Objective:
Show every line of the data below that contains the string "blurred", copying each one unchanged.

● ● ● ● ●

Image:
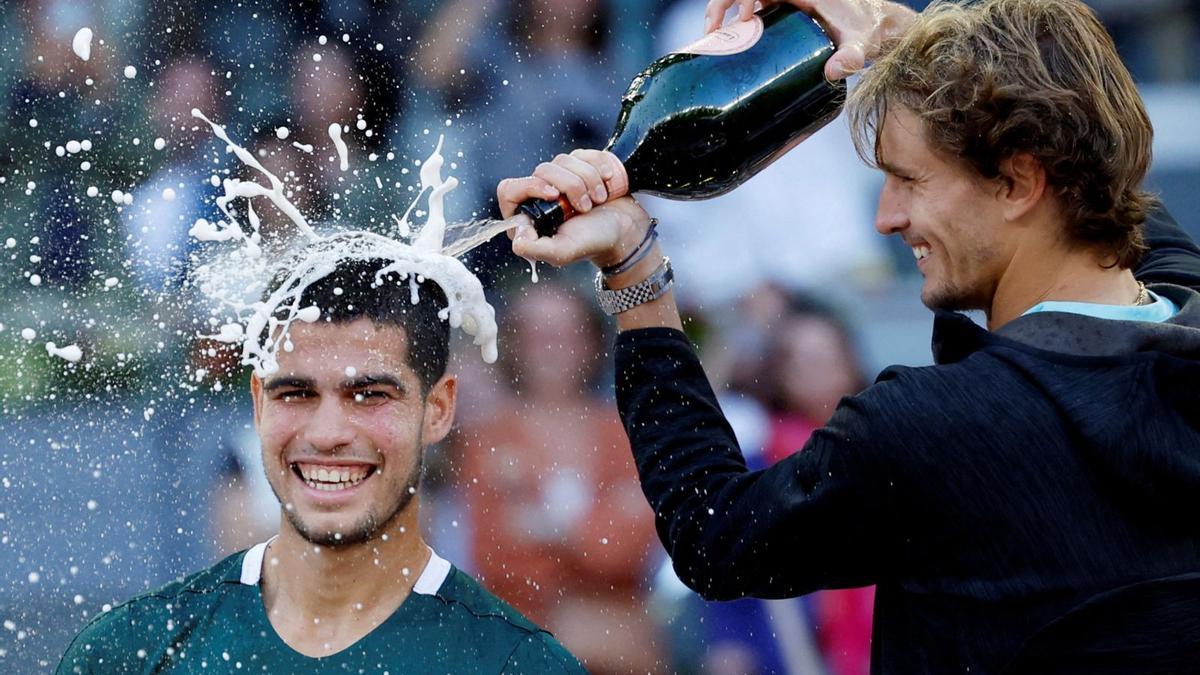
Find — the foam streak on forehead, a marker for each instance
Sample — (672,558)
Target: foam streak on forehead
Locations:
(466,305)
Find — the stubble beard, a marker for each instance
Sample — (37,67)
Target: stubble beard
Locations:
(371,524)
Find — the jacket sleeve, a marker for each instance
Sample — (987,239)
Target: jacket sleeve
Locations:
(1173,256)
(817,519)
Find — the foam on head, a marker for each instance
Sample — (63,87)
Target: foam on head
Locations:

● ● ● ● ●

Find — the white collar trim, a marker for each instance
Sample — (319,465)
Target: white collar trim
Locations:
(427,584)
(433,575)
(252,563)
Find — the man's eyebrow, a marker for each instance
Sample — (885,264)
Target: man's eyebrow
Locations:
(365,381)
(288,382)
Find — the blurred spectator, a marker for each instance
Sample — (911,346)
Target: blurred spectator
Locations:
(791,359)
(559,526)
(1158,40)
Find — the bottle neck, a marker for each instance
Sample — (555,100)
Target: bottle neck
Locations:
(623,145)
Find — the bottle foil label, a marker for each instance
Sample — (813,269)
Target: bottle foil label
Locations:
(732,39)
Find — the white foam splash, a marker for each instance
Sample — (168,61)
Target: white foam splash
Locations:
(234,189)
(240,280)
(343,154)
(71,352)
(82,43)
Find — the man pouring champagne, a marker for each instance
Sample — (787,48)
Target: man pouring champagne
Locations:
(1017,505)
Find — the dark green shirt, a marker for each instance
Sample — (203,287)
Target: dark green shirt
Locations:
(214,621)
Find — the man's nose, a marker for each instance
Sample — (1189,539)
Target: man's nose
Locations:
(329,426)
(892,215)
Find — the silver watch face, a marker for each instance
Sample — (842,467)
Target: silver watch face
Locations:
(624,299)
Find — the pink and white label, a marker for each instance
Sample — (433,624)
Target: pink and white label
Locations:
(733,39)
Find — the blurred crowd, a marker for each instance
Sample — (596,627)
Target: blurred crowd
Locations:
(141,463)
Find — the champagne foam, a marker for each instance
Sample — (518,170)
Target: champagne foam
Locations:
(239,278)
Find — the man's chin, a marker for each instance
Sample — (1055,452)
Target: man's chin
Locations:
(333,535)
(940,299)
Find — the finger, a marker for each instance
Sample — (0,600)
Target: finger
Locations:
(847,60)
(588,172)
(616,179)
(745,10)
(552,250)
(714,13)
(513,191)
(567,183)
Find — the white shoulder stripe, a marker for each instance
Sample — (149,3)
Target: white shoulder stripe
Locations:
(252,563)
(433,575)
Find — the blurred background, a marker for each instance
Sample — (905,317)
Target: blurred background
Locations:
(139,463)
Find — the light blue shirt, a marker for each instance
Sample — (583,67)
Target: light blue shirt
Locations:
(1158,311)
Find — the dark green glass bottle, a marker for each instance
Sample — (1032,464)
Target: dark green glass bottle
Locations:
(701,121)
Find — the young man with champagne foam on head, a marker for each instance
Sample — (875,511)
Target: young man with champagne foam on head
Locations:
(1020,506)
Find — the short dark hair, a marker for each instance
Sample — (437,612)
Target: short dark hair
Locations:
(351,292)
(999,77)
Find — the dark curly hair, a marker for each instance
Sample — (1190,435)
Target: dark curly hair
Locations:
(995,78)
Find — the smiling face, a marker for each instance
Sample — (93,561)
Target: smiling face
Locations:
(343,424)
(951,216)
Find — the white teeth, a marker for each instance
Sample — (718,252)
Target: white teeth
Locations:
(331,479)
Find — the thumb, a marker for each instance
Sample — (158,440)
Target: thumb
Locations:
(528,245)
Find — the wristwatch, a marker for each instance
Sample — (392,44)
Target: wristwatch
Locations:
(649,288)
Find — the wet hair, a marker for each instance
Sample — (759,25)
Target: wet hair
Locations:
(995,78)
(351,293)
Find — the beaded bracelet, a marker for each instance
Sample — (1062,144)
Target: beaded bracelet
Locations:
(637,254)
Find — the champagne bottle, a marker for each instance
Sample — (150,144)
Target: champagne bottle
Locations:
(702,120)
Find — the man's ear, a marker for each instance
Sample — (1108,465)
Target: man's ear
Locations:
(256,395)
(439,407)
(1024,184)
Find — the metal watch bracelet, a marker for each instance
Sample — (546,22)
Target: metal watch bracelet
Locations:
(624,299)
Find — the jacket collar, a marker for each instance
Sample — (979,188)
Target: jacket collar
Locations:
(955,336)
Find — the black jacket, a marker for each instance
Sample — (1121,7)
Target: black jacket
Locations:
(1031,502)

● ● ● ● ●

Task output:
Find — the blurred spectator, a marker for each instance
Target: blurred spectator
Find — the blurred crowd, a marker for each instance
Target: blurred crowd
Find — the blurred background, a marker for each instance
Target: blurred background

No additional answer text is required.